→ **Work instructions**:
What you need to produce from the material below is an exact transcription of the lines from the one with "Task: each <instance>" through the one with "box: [215, 0, 837, 961]", both included, and no other line.

→ **Data**:
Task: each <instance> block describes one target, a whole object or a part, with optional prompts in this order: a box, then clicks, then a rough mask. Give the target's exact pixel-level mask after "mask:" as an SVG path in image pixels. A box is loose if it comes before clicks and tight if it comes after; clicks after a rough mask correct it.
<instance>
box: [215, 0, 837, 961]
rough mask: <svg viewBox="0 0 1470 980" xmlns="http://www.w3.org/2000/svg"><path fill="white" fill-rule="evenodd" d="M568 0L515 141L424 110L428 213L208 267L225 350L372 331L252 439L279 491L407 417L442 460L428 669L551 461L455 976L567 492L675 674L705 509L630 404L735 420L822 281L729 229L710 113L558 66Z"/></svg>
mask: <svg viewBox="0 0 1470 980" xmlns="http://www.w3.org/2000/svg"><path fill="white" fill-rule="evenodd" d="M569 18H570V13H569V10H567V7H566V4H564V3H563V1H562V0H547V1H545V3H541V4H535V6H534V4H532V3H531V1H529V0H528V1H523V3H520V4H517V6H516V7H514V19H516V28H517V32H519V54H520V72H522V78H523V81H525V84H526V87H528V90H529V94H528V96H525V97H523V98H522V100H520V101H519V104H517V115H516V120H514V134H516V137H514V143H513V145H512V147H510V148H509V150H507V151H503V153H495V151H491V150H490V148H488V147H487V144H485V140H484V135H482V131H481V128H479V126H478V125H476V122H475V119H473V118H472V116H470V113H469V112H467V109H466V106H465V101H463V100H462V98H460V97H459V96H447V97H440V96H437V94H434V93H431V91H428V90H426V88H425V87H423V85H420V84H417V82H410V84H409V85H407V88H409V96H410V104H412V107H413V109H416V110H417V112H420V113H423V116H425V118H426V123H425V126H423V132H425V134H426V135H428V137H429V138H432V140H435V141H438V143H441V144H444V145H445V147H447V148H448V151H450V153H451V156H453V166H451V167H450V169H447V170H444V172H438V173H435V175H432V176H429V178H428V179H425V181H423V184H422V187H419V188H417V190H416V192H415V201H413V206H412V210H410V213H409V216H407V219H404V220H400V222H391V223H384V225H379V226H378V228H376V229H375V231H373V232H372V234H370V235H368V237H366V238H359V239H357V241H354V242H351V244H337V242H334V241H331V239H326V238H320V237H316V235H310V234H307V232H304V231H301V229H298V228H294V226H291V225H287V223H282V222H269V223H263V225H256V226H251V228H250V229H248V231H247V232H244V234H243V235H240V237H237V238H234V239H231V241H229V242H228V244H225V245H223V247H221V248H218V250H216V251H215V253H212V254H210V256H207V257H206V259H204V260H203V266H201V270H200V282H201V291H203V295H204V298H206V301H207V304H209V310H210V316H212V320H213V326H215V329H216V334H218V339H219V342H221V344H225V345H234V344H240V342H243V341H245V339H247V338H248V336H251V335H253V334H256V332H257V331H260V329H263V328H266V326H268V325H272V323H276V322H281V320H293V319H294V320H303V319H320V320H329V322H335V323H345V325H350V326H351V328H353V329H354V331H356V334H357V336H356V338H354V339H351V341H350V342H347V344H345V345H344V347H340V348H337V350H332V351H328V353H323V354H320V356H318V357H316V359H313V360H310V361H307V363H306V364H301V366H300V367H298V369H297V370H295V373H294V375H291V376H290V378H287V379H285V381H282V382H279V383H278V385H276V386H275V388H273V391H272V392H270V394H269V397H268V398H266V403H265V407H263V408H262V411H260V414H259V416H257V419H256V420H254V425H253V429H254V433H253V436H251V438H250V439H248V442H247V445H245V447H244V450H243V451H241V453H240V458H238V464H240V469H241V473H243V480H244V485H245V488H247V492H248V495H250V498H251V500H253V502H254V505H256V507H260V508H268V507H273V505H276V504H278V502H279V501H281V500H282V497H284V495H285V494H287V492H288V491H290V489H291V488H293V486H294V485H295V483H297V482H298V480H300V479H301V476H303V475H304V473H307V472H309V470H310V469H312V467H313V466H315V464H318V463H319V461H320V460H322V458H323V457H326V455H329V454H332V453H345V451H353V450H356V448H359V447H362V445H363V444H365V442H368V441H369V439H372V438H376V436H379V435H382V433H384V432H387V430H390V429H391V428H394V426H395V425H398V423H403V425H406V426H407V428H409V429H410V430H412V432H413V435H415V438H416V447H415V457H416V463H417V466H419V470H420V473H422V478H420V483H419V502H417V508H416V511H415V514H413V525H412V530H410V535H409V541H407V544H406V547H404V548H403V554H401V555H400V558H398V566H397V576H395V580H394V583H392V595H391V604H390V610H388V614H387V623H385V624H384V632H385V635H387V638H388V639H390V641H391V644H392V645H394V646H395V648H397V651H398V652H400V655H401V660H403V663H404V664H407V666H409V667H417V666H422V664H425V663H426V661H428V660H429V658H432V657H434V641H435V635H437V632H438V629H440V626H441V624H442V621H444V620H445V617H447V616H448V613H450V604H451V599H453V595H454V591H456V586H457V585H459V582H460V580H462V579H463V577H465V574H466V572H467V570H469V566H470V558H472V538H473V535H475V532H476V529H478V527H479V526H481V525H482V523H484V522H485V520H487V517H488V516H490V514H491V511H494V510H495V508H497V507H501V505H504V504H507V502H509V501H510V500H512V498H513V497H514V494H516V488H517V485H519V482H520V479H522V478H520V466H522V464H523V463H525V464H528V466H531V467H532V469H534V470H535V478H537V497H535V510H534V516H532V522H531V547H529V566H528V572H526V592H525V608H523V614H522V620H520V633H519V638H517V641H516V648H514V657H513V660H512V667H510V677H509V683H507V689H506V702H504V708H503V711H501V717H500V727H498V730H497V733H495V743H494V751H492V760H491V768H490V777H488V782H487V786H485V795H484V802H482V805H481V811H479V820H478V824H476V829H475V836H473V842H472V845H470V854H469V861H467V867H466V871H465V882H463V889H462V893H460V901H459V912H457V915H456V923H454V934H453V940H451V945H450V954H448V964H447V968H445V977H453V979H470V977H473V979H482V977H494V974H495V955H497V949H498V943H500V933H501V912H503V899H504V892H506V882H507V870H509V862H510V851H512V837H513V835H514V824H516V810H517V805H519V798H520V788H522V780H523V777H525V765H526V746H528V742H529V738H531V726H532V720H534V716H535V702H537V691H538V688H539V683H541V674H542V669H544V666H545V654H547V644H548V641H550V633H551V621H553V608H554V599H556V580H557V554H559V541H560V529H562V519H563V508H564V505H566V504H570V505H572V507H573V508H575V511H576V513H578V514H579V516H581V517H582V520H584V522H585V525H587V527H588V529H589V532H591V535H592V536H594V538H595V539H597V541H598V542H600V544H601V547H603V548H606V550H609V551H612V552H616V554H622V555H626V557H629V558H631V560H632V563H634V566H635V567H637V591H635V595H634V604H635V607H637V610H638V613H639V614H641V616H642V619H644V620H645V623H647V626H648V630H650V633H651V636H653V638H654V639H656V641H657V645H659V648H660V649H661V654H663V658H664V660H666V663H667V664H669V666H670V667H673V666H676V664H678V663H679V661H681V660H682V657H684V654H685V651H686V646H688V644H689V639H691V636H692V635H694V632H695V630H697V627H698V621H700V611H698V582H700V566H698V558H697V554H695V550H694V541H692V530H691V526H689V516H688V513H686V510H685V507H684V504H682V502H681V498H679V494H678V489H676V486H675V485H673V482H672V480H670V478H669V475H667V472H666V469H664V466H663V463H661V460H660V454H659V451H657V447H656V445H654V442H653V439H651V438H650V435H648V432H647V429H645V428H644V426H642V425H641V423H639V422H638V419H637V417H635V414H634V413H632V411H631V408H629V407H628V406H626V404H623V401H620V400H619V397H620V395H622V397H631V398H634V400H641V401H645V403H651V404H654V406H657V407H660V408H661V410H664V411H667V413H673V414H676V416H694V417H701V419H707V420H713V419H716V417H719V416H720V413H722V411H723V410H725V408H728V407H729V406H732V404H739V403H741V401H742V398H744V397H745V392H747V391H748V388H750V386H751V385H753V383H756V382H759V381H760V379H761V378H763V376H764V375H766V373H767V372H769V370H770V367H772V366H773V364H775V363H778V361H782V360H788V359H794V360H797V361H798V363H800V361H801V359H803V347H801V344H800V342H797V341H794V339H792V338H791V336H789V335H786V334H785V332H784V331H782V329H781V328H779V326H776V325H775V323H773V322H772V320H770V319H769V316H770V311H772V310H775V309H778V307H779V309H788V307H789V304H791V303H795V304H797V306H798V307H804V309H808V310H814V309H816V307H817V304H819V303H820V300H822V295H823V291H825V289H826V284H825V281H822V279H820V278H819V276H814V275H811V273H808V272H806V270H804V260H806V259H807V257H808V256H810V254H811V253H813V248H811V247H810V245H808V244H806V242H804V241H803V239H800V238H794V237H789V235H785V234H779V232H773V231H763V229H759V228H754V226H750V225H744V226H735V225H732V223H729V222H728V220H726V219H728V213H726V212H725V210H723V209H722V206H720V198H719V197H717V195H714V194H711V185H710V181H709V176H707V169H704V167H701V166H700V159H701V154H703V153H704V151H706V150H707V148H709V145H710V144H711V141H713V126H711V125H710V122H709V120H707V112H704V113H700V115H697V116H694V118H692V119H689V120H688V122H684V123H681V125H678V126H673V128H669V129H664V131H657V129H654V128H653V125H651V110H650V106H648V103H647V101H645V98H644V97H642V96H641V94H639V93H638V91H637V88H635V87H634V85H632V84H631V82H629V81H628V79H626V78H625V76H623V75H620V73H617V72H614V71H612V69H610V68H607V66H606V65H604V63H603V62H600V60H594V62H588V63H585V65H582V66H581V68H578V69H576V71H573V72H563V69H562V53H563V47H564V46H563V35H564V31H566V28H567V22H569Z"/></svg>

---

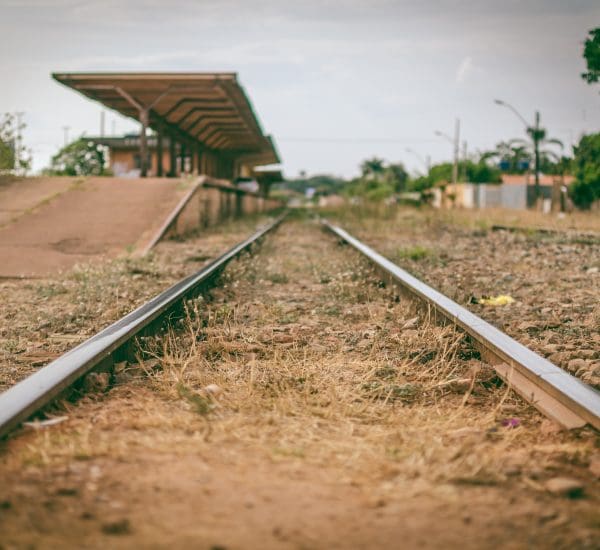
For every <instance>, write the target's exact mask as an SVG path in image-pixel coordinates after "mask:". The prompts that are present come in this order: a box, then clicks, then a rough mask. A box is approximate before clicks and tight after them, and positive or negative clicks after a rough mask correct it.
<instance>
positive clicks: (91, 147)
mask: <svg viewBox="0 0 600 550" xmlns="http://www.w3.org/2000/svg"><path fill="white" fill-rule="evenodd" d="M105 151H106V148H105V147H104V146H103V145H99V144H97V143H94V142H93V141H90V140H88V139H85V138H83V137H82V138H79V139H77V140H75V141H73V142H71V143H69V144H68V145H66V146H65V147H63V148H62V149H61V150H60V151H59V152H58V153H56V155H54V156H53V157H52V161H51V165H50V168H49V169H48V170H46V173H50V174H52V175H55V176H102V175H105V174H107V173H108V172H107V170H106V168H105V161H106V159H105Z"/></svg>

==

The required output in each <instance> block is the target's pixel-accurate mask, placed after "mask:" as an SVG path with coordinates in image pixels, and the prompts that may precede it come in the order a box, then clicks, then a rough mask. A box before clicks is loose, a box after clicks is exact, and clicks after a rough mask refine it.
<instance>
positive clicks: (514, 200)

→ **Exercise solution**:
Task: each <instance> block describes one target, a whole object or a part, with optional prompts in this order: a box, then clicks, then a rough mask. Give the target's exact pixel-level mask after "mask:" as an SVG path in image pixels. A box is loose if it comes before clicks and tight if it comes after; clicks after a rough mask correct it.
<instance>
box: [215, 0, 837, 961]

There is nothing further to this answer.